[Opening Provided material section]

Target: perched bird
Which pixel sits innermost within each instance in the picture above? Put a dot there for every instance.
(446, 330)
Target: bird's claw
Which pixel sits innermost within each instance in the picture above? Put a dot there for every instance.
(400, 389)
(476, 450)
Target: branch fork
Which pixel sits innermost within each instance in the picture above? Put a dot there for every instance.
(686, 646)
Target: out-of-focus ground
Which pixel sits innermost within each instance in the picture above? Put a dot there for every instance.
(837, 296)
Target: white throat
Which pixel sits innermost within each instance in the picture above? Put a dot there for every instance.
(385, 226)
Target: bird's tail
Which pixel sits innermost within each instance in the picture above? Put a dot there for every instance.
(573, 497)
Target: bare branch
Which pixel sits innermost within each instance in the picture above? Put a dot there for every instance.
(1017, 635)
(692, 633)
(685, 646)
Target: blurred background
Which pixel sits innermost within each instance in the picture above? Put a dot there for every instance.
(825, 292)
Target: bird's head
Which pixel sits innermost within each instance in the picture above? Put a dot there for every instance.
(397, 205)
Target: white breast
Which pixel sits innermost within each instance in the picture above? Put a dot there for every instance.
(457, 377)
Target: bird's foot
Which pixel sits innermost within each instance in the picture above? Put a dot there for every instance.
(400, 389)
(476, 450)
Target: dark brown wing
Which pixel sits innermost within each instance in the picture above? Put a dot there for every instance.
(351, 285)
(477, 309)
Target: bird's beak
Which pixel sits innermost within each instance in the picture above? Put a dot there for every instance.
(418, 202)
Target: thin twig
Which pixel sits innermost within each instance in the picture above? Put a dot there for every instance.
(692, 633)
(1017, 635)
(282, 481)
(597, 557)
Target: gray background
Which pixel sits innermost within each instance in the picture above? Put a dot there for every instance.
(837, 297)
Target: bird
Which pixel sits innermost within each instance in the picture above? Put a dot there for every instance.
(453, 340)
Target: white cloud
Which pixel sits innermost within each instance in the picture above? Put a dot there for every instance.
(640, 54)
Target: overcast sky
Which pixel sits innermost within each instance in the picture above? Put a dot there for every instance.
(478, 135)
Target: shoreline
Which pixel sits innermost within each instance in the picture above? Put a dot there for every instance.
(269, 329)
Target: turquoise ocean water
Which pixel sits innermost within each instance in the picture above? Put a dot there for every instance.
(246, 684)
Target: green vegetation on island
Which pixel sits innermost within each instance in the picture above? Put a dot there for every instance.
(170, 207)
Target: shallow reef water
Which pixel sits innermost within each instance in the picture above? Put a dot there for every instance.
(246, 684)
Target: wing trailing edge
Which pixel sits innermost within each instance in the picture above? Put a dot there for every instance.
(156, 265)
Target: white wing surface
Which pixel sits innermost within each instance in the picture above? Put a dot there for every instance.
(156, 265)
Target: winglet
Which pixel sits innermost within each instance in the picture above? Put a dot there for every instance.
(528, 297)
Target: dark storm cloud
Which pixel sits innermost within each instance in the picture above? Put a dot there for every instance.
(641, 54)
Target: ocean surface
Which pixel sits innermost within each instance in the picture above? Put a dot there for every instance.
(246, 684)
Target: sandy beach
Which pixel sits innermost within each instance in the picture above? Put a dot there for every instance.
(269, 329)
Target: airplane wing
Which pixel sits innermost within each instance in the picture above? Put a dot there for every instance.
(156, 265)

[Closing Provided material section]

*Work instruction:*
Could you type out every entry again exactly as it stands?

*Answer space:*
Target: perched bird
Which pixel sits innermost within each instance in the picture above? Put a dot there for every instance.
(446, 330)
Target: bird's claw
Which pixel sits innermost within each instance in the picture above? Put a dot there for every instance.
(400, 389)
(476, 450)
Target: branch fork
Which pixel sits innermost within each instance in the picture above? Put a dot there for every instance.
(686, 646)
Target: out-of-focus ground
Which pixel sits innermost within each instance in the picture above? Put a dot there for every instance.
(837, 296)
Target: white throat
Which pixel sits innermost within each instance in the picture above? Put a dot there for every instance.
(385, 226)
Target: bird's tail
Which pixel sits innermost within each instance in the picture above? Put a dot there for every instance.
(573, 497)
Target: bare branch
Which pixel sits innermost within each instance in the picture above? Put a dot there for every instance.
(1017, 635)
(692, 633)
(685, 646)
Target: blurred background
Which pixel sits innermost within each instance in the picture above? Put a dot there for every instance.
(825, 292)
Target: bird's head
Which pixel sits innermost within each instance in the picture above? Put a dot there for every instance.
(397, 205)
Target: white breast
Which pixel sits innermost within each instance in the picture above? Put a dot there for every instance.
(457, 377)
Target: bird's foot
Which pixel sits innermost within each instance in the picture above? Put a dot there for every instance.
(400, 389)
(476, 450)
Target: dark brown wing
Which pixel sits innermost within each instance in the picture above? Put a dot there for every instance.
(351, 285)
(477, 309)
Target: bird's beak
Which pixel sits innermost within each instance in the picture above? Put a dot there for every instance.
(418, 202)
Target: thin twig
Which pixel sits innermost within each instance in the picture above? Put a dot there for every instance.
(692, 633)
(1017, 635)
(282, 481)
(597, 557)
Target: gray background
Which pixel sits innermost within each instance in the picture above? Put a dot there for every instance.
(837, 297)
Target: bird
Which pixel sits innermost within each instance in the picture above? Put a dot there for every instance.
(453, 340)
Target: white cloud
Which pixel sits innermost within each instance in the picture above? Put a dot there for every instance.
(640, 54)
Target: overcast sky
Which pixel sits innermost within each instance in the picture above? Put a dot there for every instance.
(478, 135)
Target: shoreline
Which pixel sits innermost within each instance in the picture above? Put a dot there for every instance.
(269, 329)
Target: turquoise ocean water
Which pixel sits innermost within each instance in the picture above? Put a dot there for every instance.
(246, 684)
Target: green vegetation on island
Which pixel sits innermost within each instance in the picture above? Put a dot there for every instance.
(170, 207)
Target: shallow reef water
Which pixel sits innermost within each instance in the picture above? Put a dot there for every instance.
(246, 684)
Target: wing trailing edge
Which pixel sits innermost within each instance in the picture above? Put a dot there for every instance.
(156, 265)
Target: white wing surface
Which pixel sits innermost within each instance in the picture above? Put a dot there for every instance.
(156, 265)
Target: winglet
Which pixel sits innermost within each instance in the picture above? Put a dot there for every instance.
(528, 297)
Target: dark storm cloud
Which pixel sits innermost within each instance in the picture above? Put a dot there for every instance.
(641, 54)
Target: ocean surface
Which pixel sits innermost within each instance in the picture above? Put a dot there for every instance.
(246, 684)
Target: sandy beach
Which pixel sits innermost within each instance in the picture above? Put a dot there for every instance.
(269, 329)
Target: airplane wing
Which pixel sits innermost within each instance in the picture above? Put a dot there for every instance.
(156, 265)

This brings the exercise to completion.